__O que fazer__.
(A) Resuma em duas frases o texto sobre a oficina de vigilância popular em saúde.
(B) No texto sobre a oficina de vigilância popular em saúde, passe para o inglês a frase "A tônica do dia foi transformar conhecimento dos territórios em política pública."
(C) Escreva a continuação do texto sobre a oficina de vigilância popular em saúde, partindo da última frase apresentada.

__Trecho da página__.
Guia de vigilância popular em saúde e emergências climáticas articula Fiocruz, SUS, OMS e territórios

2ª oficina em Eusébio reuniu gestores, pesquisadores, lideranças indígenas e movimentos sociais para aprimorar instrumento prático de resposta a secas e enchentes

Em um dia intenso e mobilizador, em 26 de agosto de 2025, a Fiocruz Ceará sediou a 2ª Oficina de Planejamento Participativo da pesquisa “Vigilância Popular em Saúde como estratégia potencializadora das ações dos sistemas de saúde frente às emergências de saúde pública associadas às mudanças climáticas”. O encontro reuniu representantes do Sistema Único de Saúde (SUS), da Organização Mundial da Saúde (OMS), pesquisadores, lideranças indígenas e movimentos sociais, num total de 64 participantes, para lapidar a versão preliminar de um Guia de Vigilância Popular em Saúde para Emergências Climáticas, com foco em secas e inundações.

A iniciativa é organizada pelo Participatório em Saúde e Ecologia de Saberes/Fiocruz Ceará e pela Coordenação de Vigilância em Saúde e Laboratórios de Referência (da Presidência da Fiocruz), com apoio da Alliance for Health Policy and Systems Research/OMS, do Programa de Emergências em Saúde/OMS e do Ministério da Saúde (Secretaria de Vigilância em Saúde e Ambiente e Secretaria-Executiva). A 1ª oficina, em 11 e 12 de fevereiro, havia aprimorado o desenho metodológico da pesquisa e mapeado como a vigilância popular pode fortalecer o SUS diante de eventos extremos – (Clique aqui e assista o documentário)

A mesa de abertura, em formato híbrido, foi presidida por Tânia Fonseca, coordenadora de Vigilância em Saúde e Laboratórios de Referência da Fiocruz, e Fernando Carneiro, pesquisador em Saúde e Ambiente e Coordenador do Participatório em Saúde e Ecologia de Saberes da Fiocruz Ceará, e reuniu Maria Rocineide Ferreira da Silva, da Coordenação Geral de Articulação Interfederativa e Participativa da Secretaria Executiva do Ministério da Saúde; Vanderson Gomes de Brito, indígena do povo Huni Kui e assessor técnico da Secretaria de Saúde Indígena do Ministério da Saúde; Paulo Gadelha, presidente da Fiocruz entre 2009 e 2016 e coordenador da Agenda 2030 Fiocruz; Antonio Silva Lima Neto, secretário Executivo de Vigilância em Saúde da Sesa-CE; Edenilo Barreira, diretor do Departamento de Emergências em Saúde Pública do Ministério da Saúde. Estiveram on-line, Guilherme Werneck, diretor do Departamento de Ações Estratégicas de Epidemiologia e Vigilância em Saúde e Ambiente; Carlos Corvalán, da Organização Mundial da Saúde; Graciela Stornini, do Movimento dos Trabalhadores Rurais Sem Terra/RS; e Valcler Rangel, vice-presidente de Ambiente, Atenção e Promoção da Saúde da Fiocruz.

Território como ponto de partida

A tônica do dia foi transformar conhecimento dos territórios em política pública. “Nossa missão principal é traduzir o conhecimento do território em política pública. A resposta está no território, cabe a nós formatá-la, respeitando a pluralidade de povos e contextos”, afirmou Vanderson Gomes, indígena do povo Huni Kui. “Produzir e sustentar territórios saudáveis passa por entender diferenças culturais e modos diversos de fazer saúde.”

__Amostra dos registros__.
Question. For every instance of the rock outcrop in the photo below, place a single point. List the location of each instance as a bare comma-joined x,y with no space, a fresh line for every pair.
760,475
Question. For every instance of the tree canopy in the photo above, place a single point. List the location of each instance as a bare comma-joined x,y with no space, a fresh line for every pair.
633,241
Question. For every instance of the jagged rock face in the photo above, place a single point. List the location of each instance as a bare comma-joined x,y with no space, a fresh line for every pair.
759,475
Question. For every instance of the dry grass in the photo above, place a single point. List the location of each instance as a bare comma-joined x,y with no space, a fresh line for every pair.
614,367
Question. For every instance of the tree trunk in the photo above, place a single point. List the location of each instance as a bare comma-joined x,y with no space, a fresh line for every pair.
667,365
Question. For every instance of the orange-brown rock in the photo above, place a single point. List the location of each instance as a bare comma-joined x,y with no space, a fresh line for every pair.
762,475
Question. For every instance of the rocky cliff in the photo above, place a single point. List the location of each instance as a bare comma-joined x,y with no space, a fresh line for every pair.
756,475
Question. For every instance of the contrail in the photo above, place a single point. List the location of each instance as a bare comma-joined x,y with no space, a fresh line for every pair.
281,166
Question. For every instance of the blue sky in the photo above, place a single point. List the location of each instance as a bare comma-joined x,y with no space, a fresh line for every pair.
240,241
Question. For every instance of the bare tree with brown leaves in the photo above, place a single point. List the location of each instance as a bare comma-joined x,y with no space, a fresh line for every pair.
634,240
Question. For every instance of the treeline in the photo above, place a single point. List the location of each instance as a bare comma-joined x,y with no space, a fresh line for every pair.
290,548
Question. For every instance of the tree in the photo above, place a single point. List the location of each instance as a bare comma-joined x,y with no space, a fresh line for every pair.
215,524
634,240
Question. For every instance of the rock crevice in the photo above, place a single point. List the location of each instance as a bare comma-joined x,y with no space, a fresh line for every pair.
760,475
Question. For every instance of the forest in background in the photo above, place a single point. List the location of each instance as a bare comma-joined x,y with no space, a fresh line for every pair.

__Respostas__.
(A) Em 26 de agosto de 2025, a Fiocruz Ceará sediou a 2ª Oficina de Planejamento Participativo de uma pesquisa sobre vigilância popular em saúde diante de emergências climáticas. A oficina reuniu 64 participantes do SUS, da OMS, da pesquisa, de lideranças indígenas e de movimentos sociais para aprimorar a versão preliminar de um guia voltado a secas e inundações, e a tônica do dia foi transformar o conhecimento dos territórios em política pública.

(B) The keynote of the day was turning knowledge from the territories into public policy.

(C)
Na abertura, Maria Rocineide Ferreira sublinhou a centralidade da educação popular e da corresponsabilidade. “Vigiar sem punir e chegar antes: esse é o papel de uma vigilância construída com as comunidades, por meio de alianças entre diversos povos e instâncias do Estado. Encontros como este só fazem sentido quando produzem liberdade e pertencimento.”

Na perspectiva estadual, Antonio Silva Lima Neto reforçou a tradução das diretrizes em ação. “É uma alegria estar aqui com tantos colegas. Este tema precisa ser abraçado por todas as instâncias da saúde pública. Levo desta oficina resultados e proposições que podemos escalar no âmbito da Secretaria da Saúde do Ceará e também dialogar no plano nacional.

O desafio agora é de implementação. “A oficina oferece caminhos concretos. Cabe a nós criar as condições para que se convertam em estratégia de governo e cheguem aos territórios, fortalecendo a vigilância popular em saúde em todo o estado”, ratificou o secretário Executivo de Vigilância em Saúde da Sesa-CE .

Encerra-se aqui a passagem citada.